■ Exercise details ■
Lay out the lines below as a numbered list, skipping blank lines and leaving out the pictures.
-- Start Information shown --
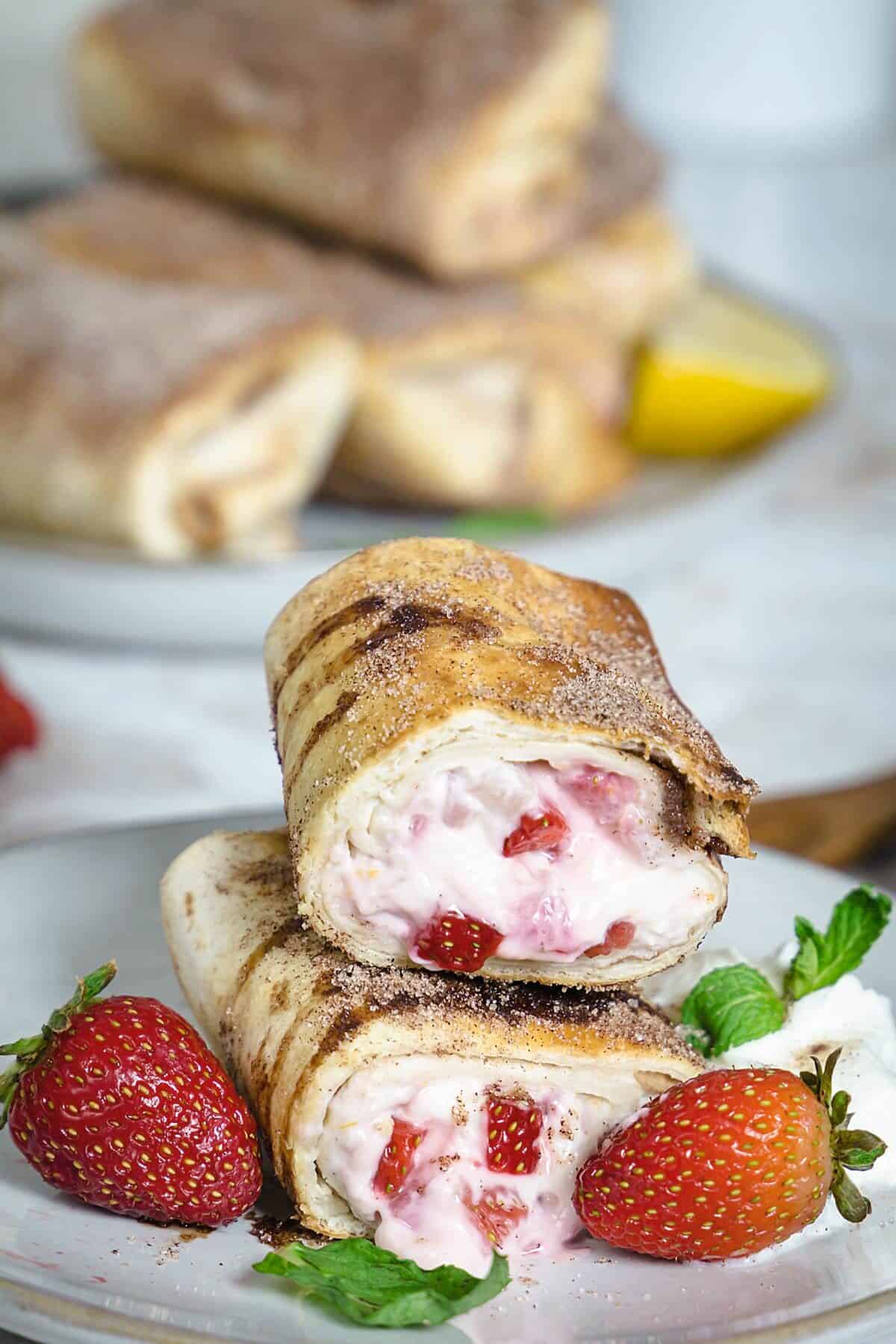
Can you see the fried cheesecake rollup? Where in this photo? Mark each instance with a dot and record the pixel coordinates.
(467, 399)
(487, 771)
(172, 420)
(450, 132)
(394, 1101)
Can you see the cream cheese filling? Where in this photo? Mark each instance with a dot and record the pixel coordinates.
(432, 1219)
(435, 844)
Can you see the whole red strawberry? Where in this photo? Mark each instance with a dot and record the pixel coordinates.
(121, 1104)
(454, 941)
(19, 730)
(726, 1164)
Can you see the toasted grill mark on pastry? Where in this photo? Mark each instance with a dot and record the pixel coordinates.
(323, 726)
(273, 941)
(323, 631)
(413, 617)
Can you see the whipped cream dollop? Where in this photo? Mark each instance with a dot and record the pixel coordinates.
(450, 1196)
(440, 846)
(845, 1015)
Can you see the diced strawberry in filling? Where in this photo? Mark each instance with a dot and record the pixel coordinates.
(620, 934)
(544, 831)
(605, 793)
(496, 1214)
(514, 1129)
(457, 942)
(398, 1159)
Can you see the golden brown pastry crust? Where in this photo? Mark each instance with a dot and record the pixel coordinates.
(449, 131)
(414, 645)
(467, 398)
(112, 391)
(293, 1018)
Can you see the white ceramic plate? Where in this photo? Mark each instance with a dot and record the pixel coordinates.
(70, 1275)
(87, 591)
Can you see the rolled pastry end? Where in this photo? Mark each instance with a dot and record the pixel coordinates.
(388, 1095)
(487, 771)
(253, 440)
(517, 178)
(626, 276)
(512, 855)
(503, 430)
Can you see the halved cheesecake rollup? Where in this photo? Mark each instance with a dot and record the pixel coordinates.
(467, 399)
(485, 769)
(628, 275)
(378, 1090)
(450, 132)
(173, 420)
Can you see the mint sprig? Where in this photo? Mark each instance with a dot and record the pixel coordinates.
(373, 1287)
(729, 1007)
(855, 1148)
(855, 925)
(735, 1004)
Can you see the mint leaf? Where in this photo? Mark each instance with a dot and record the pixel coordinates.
(732, 1004)
(856, 924)
(494, 524)
(374, 1287)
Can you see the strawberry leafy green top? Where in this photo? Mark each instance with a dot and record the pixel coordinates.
(30, 1048)
(735, 1004)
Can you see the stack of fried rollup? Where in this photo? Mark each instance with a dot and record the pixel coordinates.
(458, 203)
(499, 816)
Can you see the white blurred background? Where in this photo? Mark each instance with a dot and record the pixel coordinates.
(780, 625)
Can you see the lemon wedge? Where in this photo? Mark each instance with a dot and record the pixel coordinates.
(722, 374)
-- End Information shown --
■ Full response ■
1. Can you see the fried cheesecake rollup? Where in this photo? Mark each instance with a dot and record the pixel coordinates.
2. (467, 399)
3. (487, 771)
4. (172, 420)
5. (450, 132)
6. (394, 1101)
7. Can you see the cream cheese filling? Where in this photo? Mark each instance with a dot and record the pixel coordinates.
8. (432, 1219)
9. (435, 844)
10. Can you see the whole red strawberry? Where in this photo? Mark each instance with a dot and record the pixel coordinates.
11. (121, 1104)
12. (454, 941)
13. (19, 730)
14. (726, 1164)
15. Can you see the toasted grill mark on pastry? Where in this photo? Mark each instance with a dot and record the pixel coordinates.
16. (323, 726)
17. (273, 941)
18. (323, 631)
19. (413, 617)
20. Can you see the whipped cream dollop? Where in this photo? Mark each instance with a dot and record the pixel coordinates.
21. (450, 1196)
22. (440, 846)
23. (845, 1015)
24. Can you see the diced strawberry in filling? Where in this photo? Mark each instance with a dot and record the pixel coordinates.
25. (620, 934)
26. (544, 831)
27. (605, 793)
28. (496, 1214)
29. (514, 1129)
30. (457, 942)
31. (398, 1159)
32. Can you see the golden brown pastry crust? Where in this photo? Mark each instance with a dot and record the pixel coordinates.
33. (449, 131)
34. (414, 645)
35. (467, 398)
36. (112, 391)
37. (293, 1018)
38. Can you see the white ceramic plate? Where in this photo? Mark each instance with a dot and record the pixel coordinates.
39. (70, 1275)
40. (87, 591)
41. Can you see the rolled pastry end? Where in this photo? Mark each instance with a dot and record the pixel coordinates.
42. (388, 1095)
43. (487, 771)
44. (253, 440)
45. (517, 178)
46. (626, 276)
47. (512, 855)
48. (503, 430)
49. Can you see the halved cheesecake rollup? Where in this photo? Mark each instance with a dot and record the pixel coordinates.
50. (467, 399)
51. (485, 769)
52. (628, 275)
53. (378, 1090)
54. (450, 132)
55. (173, 420)
56. Can you see the mint sprig? Where in this photo? Mark each instance with a dot and record the pixel coordinates.
57. (373, 1287)
58. (729, 1007)
59. (855, 1148)
60. (855, 925)
61. (735, 1004)
62. Can you see the mint leaf? Where in this photo? Mark each instance with a dot and record the pixel coordinates.
63. (732, 1004)
64. (856, 924)
65. (494, 524)
66. (374, 1287)
67. Can you see the strawberry leafy green top? Where in this photo? Mark each instance with a dot and record the pixel coordinates.
68. (30, 1048)
69. (735, 1004)
70. Can you see the stack of fried rollup? Where in this photo? Mark each instance with a dot and record the pixel coordinates.
71. (458, 203)
72. (499, 816)
73. Can you see the white blurred background? Where in this photo? Mark each instance with a dot and record the pixel coordinates.
74. (780, 625)
75. Can you see the lemon wedge? Where in this photo? Mark each instance with a dot and record the pixel coordinates.
76. (722, 374)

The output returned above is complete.